(Referring expression pointing data)
******

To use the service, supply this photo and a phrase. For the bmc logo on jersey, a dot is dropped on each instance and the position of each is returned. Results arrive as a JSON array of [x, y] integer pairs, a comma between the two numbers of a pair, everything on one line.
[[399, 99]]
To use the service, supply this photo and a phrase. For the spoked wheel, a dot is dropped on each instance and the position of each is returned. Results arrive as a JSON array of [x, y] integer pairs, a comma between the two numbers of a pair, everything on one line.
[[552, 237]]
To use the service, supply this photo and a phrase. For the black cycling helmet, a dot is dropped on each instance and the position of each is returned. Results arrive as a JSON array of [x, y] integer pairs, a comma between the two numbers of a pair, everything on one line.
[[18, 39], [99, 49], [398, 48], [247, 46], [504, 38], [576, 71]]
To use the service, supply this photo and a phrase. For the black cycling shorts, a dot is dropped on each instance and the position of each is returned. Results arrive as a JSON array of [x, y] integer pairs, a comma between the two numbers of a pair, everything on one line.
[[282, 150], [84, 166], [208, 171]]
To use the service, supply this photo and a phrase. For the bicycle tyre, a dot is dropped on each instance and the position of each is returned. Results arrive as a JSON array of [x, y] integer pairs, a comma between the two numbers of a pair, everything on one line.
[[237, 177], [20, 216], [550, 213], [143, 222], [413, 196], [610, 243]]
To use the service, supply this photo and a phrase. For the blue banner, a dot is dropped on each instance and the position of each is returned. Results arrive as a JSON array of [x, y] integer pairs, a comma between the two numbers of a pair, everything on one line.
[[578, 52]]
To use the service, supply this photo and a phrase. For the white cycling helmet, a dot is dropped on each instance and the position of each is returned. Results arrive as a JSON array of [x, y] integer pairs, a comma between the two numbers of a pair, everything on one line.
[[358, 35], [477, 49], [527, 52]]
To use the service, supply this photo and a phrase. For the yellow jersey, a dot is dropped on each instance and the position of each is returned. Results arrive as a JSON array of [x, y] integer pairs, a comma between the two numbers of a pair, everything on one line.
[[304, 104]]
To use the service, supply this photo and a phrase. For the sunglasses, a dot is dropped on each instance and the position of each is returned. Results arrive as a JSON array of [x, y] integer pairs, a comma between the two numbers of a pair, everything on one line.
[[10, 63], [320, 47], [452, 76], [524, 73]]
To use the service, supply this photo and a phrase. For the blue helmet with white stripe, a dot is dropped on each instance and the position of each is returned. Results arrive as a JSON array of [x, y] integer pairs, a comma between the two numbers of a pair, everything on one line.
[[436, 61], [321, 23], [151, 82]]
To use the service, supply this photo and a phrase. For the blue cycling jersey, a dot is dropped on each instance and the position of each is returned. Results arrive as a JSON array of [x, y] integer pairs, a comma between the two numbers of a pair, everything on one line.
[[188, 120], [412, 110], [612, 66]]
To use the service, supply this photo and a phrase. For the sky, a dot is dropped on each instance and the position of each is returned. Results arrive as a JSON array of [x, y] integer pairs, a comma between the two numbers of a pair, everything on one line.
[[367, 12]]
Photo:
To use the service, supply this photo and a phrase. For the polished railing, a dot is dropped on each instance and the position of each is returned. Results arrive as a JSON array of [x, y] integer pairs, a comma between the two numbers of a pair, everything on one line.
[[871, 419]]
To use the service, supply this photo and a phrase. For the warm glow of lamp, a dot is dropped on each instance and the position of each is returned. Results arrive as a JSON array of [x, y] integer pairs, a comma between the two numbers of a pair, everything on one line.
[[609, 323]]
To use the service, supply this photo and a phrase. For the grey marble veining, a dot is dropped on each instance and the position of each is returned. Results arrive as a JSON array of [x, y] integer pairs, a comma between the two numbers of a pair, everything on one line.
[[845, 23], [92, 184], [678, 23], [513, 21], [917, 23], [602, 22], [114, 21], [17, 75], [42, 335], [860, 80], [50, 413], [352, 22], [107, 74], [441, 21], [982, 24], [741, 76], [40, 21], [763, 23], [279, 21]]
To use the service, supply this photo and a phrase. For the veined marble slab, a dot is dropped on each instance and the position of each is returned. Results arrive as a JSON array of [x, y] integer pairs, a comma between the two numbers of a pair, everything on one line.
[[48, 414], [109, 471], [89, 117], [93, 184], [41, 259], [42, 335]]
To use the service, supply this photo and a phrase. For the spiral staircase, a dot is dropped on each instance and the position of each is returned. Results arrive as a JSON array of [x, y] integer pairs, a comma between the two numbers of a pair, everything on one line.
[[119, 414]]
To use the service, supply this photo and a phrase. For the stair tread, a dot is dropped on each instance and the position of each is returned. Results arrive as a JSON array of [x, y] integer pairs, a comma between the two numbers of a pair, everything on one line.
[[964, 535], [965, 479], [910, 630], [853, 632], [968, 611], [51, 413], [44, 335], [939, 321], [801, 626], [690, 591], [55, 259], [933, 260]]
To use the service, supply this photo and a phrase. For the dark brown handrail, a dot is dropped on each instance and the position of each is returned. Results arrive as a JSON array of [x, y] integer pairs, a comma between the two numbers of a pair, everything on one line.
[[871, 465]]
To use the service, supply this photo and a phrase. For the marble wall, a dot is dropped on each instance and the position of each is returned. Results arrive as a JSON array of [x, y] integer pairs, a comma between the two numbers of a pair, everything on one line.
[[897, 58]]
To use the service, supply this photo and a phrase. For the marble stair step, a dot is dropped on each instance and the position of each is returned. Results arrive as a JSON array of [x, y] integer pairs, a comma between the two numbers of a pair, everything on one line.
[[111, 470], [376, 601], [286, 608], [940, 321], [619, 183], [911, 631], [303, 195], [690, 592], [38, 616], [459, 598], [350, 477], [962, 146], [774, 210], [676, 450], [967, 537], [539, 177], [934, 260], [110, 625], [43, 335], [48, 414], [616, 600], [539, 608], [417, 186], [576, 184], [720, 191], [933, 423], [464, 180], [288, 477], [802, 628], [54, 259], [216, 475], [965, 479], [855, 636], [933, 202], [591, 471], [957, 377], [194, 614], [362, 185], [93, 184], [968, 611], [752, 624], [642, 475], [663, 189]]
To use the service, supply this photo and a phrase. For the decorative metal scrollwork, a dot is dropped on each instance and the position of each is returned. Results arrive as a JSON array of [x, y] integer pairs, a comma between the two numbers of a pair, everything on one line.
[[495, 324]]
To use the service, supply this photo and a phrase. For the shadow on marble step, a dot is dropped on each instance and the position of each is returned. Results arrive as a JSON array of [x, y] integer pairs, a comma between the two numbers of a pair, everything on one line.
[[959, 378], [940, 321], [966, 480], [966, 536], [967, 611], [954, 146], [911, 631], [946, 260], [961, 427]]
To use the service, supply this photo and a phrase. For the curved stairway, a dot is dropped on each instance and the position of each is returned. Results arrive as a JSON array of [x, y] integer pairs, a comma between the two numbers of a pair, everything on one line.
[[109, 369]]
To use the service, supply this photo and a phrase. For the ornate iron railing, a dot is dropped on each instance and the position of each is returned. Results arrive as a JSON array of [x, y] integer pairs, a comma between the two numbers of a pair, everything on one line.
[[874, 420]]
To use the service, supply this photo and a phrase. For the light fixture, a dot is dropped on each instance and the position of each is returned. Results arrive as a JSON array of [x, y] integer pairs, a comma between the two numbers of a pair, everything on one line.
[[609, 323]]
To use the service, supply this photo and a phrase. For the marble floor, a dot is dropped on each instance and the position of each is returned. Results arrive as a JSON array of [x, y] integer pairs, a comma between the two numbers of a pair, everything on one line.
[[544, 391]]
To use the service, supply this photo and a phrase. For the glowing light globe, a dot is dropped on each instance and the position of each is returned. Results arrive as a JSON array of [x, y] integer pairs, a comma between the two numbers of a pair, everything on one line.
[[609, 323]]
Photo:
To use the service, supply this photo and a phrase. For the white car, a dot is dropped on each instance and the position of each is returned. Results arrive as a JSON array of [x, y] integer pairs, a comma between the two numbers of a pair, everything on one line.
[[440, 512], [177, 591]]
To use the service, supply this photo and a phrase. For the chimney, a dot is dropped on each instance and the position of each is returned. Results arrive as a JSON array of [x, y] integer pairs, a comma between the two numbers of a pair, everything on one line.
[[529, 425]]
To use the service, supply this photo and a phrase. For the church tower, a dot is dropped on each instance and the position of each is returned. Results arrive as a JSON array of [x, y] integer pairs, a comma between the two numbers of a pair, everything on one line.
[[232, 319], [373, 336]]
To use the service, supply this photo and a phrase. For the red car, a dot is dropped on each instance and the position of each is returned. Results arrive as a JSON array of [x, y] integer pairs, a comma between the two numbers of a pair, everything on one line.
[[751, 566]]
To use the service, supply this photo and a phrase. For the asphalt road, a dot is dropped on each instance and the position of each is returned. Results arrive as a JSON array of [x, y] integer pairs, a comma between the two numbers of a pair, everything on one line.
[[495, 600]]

******

Copy each line exactly, beginning at the one with "For the red" and stopping after the last line of the entries. Include nothing else.

* [RESULT FOR THIS TASK]
To use the service, supply this photo and a phrase. For the red car, a dot is dropped on each instance and the position of each is returned. Results arrive as a JSON array of [x, y] integer pairs, a comma between the two numbers of a pair, everything on one line.
[[751, 566]]
To use the service, supply this photo and a phrase. For the asphalt road, a dot is dropped on each instance and the position of each is returned. Results arrive as a JSON array of [x, y] integer pairs, a comma between the two numbers of a pair, everything on one line.
[[495, 600]]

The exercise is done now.